→ **SHORT PROBLEM**
Which lines of the records contain the word "cliff"? Report each such line in full, treating the match as case-sensitive.

[BEGIN PROVIDED MATERIAL]

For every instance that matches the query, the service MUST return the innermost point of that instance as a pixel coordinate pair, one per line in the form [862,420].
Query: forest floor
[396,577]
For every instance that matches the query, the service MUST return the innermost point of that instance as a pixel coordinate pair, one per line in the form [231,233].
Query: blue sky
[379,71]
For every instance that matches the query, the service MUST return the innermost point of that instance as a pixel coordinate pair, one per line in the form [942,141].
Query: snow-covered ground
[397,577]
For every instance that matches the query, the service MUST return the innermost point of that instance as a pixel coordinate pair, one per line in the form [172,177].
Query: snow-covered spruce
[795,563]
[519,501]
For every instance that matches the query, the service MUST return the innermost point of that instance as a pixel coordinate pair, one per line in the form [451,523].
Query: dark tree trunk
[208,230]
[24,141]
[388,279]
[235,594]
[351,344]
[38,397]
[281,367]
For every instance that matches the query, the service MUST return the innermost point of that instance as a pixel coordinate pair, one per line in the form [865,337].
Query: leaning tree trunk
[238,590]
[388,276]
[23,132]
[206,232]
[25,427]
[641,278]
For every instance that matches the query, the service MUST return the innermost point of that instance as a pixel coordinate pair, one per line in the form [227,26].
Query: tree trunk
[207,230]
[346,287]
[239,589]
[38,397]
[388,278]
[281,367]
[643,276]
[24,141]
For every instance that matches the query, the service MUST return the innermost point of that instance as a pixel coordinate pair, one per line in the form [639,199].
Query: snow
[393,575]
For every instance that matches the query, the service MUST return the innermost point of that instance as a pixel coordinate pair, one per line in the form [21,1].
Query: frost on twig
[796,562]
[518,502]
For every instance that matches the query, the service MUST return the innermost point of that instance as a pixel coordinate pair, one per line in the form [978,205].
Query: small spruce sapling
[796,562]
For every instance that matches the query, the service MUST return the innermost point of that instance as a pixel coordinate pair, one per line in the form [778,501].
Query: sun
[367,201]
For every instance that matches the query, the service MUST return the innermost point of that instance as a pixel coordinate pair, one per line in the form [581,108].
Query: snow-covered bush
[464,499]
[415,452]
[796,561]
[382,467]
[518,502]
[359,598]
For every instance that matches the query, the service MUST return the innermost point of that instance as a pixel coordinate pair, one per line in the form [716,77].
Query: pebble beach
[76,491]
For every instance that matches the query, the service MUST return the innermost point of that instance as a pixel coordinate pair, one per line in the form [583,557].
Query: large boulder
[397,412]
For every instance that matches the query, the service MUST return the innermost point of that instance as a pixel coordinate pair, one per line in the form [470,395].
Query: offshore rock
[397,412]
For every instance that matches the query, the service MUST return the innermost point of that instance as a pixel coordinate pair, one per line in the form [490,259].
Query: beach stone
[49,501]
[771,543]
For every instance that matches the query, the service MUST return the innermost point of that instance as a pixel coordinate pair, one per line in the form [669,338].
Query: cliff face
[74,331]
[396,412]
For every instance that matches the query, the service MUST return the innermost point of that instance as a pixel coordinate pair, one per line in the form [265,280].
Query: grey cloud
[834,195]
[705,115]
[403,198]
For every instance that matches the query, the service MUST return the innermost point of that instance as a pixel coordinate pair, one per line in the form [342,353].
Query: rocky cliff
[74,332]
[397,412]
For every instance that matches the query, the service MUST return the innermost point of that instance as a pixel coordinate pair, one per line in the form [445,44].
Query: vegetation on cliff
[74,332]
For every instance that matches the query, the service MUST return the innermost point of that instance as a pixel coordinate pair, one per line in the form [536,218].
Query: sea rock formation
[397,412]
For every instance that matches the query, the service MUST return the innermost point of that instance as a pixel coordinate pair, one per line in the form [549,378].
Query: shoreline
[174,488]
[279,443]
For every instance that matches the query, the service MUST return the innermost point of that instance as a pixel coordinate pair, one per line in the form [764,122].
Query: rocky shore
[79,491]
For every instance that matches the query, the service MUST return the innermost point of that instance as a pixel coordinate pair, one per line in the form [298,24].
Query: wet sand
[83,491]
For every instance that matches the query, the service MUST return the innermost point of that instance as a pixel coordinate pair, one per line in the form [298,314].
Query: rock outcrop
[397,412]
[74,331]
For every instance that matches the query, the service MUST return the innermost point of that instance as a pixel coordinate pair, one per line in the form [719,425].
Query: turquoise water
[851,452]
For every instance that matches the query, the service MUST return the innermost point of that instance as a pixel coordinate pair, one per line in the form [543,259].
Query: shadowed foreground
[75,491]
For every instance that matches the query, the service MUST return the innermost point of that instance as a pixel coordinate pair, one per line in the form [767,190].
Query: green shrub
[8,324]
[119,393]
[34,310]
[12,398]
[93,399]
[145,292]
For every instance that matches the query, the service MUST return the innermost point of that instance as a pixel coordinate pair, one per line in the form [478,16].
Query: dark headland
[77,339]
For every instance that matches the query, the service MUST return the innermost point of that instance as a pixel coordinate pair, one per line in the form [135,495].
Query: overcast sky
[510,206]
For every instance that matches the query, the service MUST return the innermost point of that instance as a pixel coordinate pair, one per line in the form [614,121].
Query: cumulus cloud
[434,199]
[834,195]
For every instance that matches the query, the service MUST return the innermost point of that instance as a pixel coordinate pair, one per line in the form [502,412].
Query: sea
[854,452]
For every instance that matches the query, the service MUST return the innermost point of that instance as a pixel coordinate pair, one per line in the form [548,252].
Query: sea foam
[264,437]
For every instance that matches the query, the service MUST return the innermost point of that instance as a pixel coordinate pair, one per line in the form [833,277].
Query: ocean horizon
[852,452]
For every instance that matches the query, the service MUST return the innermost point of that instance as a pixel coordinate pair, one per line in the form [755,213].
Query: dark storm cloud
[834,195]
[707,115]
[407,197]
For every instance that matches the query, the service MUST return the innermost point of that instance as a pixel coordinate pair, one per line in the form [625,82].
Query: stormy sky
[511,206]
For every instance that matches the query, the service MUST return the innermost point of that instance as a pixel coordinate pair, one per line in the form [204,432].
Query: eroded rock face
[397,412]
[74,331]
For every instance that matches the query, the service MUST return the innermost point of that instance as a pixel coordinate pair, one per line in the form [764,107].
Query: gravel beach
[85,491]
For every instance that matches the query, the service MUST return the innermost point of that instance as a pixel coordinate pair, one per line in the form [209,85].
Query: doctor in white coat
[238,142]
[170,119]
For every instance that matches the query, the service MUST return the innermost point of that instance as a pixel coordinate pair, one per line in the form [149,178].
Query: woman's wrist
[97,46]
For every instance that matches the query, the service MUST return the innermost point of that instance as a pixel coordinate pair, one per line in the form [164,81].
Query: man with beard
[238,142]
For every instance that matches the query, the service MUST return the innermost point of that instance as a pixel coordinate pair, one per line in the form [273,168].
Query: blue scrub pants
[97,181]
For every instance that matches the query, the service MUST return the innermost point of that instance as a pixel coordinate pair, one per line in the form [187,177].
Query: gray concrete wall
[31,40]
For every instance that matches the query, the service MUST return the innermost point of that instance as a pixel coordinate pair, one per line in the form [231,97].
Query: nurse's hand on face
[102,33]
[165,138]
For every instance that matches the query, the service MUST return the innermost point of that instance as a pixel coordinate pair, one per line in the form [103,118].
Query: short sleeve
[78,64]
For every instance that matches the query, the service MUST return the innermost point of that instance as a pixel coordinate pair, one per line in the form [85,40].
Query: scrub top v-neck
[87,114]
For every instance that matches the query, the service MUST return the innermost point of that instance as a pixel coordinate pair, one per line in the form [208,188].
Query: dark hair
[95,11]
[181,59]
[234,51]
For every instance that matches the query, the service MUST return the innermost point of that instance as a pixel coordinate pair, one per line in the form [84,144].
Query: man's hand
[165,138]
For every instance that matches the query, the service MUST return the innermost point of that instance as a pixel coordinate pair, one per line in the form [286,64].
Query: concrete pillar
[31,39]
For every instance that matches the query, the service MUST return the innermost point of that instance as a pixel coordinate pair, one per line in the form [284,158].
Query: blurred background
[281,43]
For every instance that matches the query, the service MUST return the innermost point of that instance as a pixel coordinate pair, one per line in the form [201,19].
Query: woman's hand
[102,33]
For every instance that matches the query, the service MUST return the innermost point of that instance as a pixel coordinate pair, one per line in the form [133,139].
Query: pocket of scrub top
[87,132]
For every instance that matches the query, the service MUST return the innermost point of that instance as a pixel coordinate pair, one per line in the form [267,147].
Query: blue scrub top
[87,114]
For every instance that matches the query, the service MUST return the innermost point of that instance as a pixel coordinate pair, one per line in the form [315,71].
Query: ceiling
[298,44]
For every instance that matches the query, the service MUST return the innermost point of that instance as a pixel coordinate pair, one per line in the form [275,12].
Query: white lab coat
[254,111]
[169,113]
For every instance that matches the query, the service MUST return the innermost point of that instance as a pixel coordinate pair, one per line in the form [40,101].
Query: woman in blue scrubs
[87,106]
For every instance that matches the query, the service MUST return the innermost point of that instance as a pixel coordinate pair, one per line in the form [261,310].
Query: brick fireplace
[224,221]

[END PROVIDED MATERIAL]
[BEGIN PROVIDED MATERIAL]

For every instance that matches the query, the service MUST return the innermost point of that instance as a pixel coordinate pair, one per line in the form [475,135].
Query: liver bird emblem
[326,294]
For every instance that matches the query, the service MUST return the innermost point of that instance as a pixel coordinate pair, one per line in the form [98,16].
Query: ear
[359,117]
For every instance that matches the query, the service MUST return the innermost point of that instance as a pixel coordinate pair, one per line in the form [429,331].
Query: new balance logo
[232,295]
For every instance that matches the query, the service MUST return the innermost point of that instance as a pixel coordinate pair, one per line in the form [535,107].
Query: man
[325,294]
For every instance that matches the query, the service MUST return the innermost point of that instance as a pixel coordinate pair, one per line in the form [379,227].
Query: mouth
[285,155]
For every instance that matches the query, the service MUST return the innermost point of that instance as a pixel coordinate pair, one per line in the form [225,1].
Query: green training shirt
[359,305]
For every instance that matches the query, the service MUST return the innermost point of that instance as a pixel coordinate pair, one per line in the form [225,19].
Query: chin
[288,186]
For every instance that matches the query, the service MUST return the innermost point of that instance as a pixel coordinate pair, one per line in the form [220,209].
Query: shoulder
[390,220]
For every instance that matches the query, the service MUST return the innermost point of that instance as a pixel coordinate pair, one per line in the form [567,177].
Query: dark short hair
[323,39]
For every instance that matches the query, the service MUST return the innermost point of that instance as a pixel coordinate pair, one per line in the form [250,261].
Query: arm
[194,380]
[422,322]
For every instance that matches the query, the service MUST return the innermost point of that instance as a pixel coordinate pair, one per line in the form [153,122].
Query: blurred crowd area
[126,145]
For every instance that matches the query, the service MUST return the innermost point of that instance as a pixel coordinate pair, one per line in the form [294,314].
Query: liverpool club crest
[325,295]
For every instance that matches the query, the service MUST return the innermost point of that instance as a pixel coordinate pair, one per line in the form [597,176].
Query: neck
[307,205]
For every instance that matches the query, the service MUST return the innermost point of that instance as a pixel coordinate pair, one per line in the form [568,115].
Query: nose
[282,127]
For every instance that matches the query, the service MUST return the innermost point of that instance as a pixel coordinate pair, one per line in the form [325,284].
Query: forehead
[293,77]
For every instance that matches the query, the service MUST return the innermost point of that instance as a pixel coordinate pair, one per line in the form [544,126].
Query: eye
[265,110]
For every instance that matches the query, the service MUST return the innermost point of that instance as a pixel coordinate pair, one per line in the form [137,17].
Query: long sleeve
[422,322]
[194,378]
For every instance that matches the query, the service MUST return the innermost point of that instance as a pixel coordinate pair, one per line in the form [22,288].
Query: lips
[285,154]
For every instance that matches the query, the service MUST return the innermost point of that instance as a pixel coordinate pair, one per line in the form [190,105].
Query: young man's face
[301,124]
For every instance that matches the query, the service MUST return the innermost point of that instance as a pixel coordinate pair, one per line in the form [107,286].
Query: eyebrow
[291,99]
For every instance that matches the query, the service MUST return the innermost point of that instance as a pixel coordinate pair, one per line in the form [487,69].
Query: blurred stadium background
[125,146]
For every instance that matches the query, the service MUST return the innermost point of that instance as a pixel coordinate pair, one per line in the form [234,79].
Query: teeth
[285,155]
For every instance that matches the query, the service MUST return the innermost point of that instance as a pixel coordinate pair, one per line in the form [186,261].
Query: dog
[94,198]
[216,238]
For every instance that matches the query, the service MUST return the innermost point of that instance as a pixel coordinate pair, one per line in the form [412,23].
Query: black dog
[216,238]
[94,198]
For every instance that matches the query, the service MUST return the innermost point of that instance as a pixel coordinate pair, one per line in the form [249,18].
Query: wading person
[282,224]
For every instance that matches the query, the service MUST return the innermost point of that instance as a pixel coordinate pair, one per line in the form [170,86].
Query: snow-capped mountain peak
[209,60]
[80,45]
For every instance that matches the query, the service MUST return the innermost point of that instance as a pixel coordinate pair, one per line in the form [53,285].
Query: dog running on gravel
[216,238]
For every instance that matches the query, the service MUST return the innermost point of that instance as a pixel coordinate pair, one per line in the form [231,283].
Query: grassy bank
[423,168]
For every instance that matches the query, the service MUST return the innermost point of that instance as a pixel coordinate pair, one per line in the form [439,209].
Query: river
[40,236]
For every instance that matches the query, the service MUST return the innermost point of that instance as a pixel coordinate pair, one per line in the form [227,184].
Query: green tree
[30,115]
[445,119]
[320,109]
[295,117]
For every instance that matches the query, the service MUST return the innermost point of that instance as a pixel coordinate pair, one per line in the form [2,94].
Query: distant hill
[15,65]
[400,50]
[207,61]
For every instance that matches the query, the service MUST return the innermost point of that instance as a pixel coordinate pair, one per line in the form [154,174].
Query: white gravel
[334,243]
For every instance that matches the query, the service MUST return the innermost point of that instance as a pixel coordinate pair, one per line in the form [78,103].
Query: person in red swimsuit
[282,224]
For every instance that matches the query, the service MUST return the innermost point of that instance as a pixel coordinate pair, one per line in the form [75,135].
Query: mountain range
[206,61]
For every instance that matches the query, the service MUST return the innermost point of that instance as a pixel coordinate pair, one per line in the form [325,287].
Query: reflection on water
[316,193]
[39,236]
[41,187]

[END PROVIDED MATERIAL]
[BEGIN PROVIDED MATERIAL]

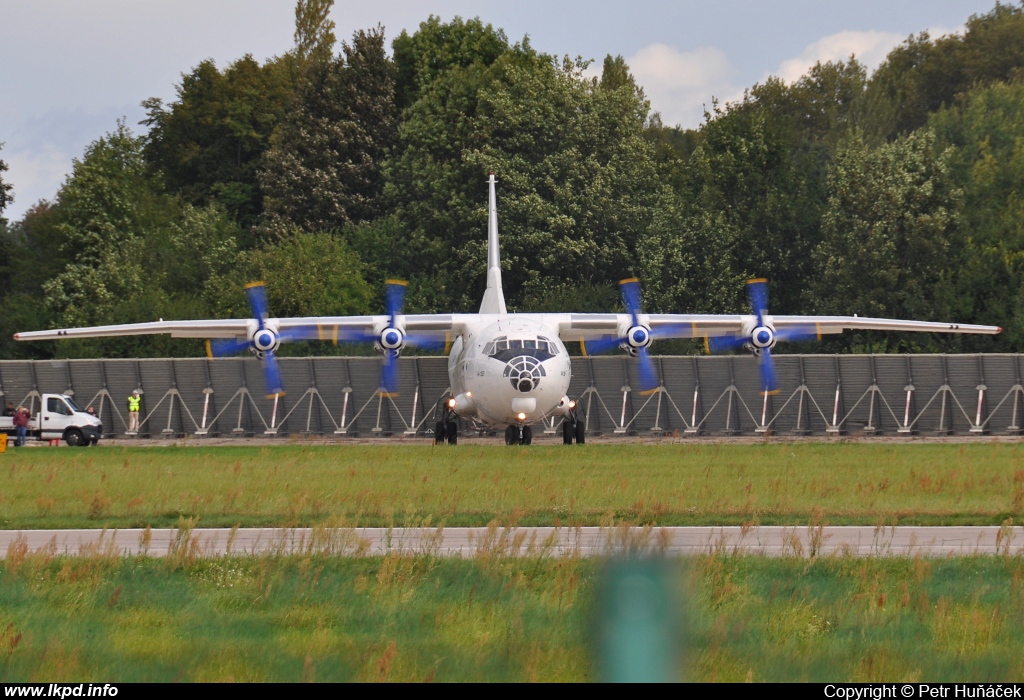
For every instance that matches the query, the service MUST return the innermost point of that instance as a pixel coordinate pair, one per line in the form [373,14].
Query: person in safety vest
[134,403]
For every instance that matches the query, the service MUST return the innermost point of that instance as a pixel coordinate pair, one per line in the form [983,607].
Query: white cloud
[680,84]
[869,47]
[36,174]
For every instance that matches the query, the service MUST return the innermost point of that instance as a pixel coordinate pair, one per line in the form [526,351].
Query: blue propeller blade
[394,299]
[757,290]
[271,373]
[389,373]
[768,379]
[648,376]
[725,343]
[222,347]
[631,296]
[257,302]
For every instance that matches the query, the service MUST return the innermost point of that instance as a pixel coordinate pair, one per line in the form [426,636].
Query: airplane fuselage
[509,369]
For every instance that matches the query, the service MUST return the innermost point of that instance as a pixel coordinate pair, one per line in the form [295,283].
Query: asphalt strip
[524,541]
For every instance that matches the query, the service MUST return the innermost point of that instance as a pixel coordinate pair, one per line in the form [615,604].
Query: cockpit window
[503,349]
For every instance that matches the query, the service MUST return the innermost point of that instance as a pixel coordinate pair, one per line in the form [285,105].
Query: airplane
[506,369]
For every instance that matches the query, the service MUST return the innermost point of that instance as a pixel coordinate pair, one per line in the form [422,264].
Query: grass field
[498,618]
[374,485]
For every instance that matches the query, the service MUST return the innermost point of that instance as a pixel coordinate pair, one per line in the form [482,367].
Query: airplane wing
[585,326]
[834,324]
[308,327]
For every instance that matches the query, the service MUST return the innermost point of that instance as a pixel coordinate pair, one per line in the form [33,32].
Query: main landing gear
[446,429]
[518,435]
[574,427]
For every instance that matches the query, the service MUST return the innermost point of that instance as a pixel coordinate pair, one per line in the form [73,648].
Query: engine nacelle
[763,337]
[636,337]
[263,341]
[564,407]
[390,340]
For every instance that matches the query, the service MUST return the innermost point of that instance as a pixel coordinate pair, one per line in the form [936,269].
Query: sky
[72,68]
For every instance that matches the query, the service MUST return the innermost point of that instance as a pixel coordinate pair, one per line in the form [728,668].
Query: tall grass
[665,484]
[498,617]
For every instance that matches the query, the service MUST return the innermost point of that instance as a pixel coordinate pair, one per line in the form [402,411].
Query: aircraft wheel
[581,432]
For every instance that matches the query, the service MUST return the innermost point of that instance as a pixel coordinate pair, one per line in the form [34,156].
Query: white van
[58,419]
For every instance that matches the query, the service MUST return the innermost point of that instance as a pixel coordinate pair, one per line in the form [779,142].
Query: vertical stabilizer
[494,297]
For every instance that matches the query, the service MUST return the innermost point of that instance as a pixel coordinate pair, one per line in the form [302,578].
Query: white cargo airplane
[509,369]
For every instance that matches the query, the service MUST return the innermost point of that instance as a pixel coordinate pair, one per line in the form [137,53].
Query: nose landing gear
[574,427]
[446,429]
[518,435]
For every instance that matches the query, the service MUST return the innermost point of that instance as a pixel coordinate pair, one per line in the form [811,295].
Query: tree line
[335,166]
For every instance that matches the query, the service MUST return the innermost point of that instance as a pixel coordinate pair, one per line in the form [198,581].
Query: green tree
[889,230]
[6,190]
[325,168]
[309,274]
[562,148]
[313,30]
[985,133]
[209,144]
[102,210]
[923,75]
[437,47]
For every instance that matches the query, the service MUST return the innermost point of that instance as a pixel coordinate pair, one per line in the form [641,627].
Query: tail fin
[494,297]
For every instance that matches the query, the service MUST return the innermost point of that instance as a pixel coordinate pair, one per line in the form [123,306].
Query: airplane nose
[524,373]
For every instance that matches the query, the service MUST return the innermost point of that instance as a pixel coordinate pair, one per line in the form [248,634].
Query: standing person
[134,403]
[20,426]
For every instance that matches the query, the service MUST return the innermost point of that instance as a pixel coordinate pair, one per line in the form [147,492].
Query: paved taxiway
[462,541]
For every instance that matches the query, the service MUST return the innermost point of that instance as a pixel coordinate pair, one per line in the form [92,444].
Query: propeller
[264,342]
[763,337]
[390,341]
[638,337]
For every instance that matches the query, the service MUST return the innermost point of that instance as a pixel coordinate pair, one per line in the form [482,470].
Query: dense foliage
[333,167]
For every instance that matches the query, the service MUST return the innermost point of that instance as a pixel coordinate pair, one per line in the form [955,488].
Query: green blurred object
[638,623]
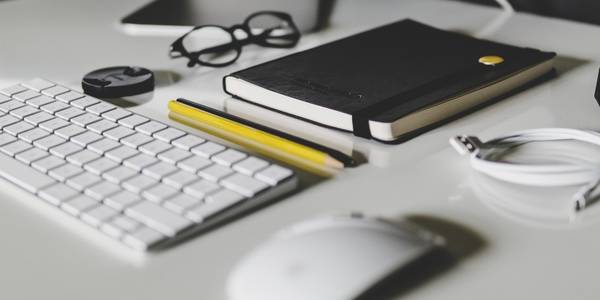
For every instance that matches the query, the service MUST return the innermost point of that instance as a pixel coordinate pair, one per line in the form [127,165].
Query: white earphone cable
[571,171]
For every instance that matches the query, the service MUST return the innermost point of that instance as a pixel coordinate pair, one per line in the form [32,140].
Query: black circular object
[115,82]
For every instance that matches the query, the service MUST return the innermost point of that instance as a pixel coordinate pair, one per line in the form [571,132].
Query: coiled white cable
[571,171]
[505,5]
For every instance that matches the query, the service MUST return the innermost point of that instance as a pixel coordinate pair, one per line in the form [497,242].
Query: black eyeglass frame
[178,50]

[END PROVIDED MATERIAL]

→ **RESULT FOR THIS EXERCISE**
Query: cliff face
Query: rocky cliff
Query: vegetation on cliff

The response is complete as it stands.